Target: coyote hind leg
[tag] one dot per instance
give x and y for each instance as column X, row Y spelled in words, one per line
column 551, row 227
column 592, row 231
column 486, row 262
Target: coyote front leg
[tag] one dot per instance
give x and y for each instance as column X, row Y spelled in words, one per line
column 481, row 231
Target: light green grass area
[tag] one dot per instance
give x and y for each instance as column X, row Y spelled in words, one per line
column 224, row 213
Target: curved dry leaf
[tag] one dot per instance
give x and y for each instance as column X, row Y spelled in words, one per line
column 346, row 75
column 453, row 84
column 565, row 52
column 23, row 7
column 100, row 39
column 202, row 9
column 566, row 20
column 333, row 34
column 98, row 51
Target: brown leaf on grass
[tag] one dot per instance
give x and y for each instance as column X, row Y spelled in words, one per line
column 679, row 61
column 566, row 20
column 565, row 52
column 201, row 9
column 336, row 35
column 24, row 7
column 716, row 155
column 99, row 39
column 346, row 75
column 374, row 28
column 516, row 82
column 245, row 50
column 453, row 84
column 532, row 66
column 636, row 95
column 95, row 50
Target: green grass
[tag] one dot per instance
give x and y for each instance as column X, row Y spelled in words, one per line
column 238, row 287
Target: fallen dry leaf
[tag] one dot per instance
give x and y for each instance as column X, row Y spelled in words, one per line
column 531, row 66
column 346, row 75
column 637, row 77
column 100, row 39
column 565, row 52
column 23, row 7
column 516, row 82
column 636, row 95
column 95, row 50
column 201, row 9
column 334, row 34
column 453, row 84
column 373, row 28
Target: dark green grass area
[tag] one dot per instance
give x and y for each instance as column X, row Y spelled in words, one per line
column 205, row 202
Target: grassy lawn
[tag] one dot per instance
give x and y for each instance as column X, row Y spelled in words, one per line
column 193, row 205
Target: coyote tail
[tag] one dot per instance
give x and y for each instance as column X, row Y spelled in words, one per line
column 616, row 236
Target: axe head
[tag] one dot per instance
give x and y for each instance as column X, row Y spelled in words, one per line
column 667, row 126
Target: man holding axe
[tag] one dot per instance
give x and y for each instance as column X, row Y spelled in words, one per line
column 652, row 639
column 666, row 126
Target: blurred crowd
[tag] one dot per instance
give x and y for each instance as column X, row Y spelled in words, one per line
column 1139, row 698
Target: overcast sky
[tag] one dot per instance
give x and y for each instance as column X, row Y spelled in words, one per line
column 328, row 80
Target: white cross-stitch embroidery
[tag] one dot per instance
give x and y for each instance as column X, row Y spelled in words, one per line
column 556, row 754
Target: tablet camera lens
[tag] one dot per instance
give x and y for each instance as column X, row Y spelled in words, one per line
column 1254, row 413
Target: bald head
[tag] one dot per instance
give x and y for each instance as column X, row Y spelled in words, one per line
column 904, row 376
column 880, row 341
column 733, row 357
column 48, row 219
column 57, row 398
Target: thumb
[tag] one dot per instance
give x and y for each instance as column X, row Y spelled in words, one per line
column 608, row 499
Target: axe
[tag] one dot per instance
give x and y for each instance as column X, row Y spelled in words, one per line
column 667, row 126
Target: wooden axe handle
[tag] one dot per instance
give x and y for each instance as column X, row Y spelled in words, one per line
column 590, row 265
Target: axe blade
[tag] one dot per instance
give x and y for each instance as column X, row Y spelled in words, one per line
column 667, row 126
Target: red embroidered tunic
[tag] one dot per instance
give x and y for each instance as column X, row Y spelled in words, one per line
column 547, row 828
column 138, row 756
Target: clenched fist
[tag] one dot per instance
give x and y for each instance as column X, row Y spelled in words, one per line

Work to be completed:
Copy every record exactly, with nothing added or dropped.

Task answer:
Target: coyote hind leg
[tag] one dot per instance
give x and y for each instance as column X, row Y spelled in words, one per line
column 551, row 227
column 592, row 231
column 486, row 262
Target: coyote front leg
[tag] one dot per instance
give x and y for each instance as column X, row Y spelled in words, one per line
column 481, row 231
Target: light green grass area
[tag] one dot per instance
give x and y for each instance as column X, row Y spelled in words, one per line
column 224, row 213
Target: curved dry leaf
[tag] one dot per instance
give x and y for each instance as column X, row Y spelled in words, one per line
column 346, row 75
column 453, row 84
column 565, row 52
column 23, row 7
column 100, row 39
column 202, row 9
column 566, row 20
column 333, row 34
column 98, row 51
Target: brown leaf on grass
[tag] one dot per instance
give x and y for each instance as column X, row Y spelled in words, one per line
column 679, row 61
column 566, row 20
column 565, row 52
column 201, row 9
column 336, row 35
column 24, row 7
column 716, row 155
column 99, row 39
column 346, row 75
column 374, row 28
column 516, row 82
column 245, row 50
column 453, row 84
column 532, row 66
column 636, row 95
column 95, row 50
Target: green grass
[tag] one dot per instance
give x and y for each instance as column X, row Y spelled in words, one per line
column 238, row 287
Target: fallen dry leaf
[tag] one dot per instance
give x and y for each instance as column X, row Y spelled in words, one per line
column 531, row 66
column 346, row 75
column 637, row 77
column 100, row 39
column 565, row 52
column 23, row 7
column 516, row 82
column 636, row 95
column 95, row 50
column 201, row 9
column 334, row 34
column 453, row 84
column 373, row 28
Target: dark green grass area
[tag] one dot per instance
give x and y for each instance as column X, row Y spelled in words, one per line
column 205, row 202
Target: grassy lawn
[tag] one dot per instance
give x and y for each instance as column X, row Y spelled in words, one per line
column 193, row 205
Target: coyote tail
[tag] one dot per instance
give x and y for each instance as column X, row Y spelled in words, one per line
column 616, row 236
Target: axe head
[tag] one dot per instance
give x and y for each instance as column X, row Y spelled in words, one per line
column 667, row 126
Target: man holding axe
[tag] one dot per instance
give x and y for each instance as column X, row Y spelled in words, one per line
column 652, row 639
column 666, row 126
Target: blurred crowd
[tag] one dot per instance
give x and y for each instance as column X, row Y spelled in words, one per line
column 1139, row 698
Target: overcast sky
[tag] one dot per instance
give x and y for each instance as column X, row Y spelled in words, one per line
column 328, row 80
Target: white cross-stitch embroidery
[tag] one dot per instance
give x and y for each instance as column X, row Y spelled in words, one per line
column 556, row 754
Target: tablet camera lens
[tag] one dot per instance
give x and y for each instance as column X, row Y spelled in words, one per line
column 1254, row 413
Target: bald head
[tag] one dot per instance
give x and y for each instance as column X, row Y spelled in words, one per line
column 904, row 376
column 880, row 341
column 733, row 357
column 48, row 219
column 57, row 398
Target: thumb
[tag] one dot per instance
give x and y for each instance as column X, row Y spelled in words, one per line
column 608, row 499
Target: axe
[tag] one dot per instance
give x and y for each instance as column X, row Y spelled in words, one per line
column 667, row 126
Target: wooden axe handle
[tag] one dot per instance
give x and y for each instance as column X, row Y spelled in words, one per line
column 590, row 265
Target: axe blade
[tag] one dot per instance
give x and y for each instance as column X, row Y spelled in words, one per line
column 667, row 126
Target: red embroidered tunic
[tag] one dot per instance
give x and y for each instance as column X, row Y spelled in words, one per line
column 547, row 828
column 138, row 756
Target: clenched fist
[tag] one dot per instance
give x and y for each instance as column X, row Y spelled in words, one per line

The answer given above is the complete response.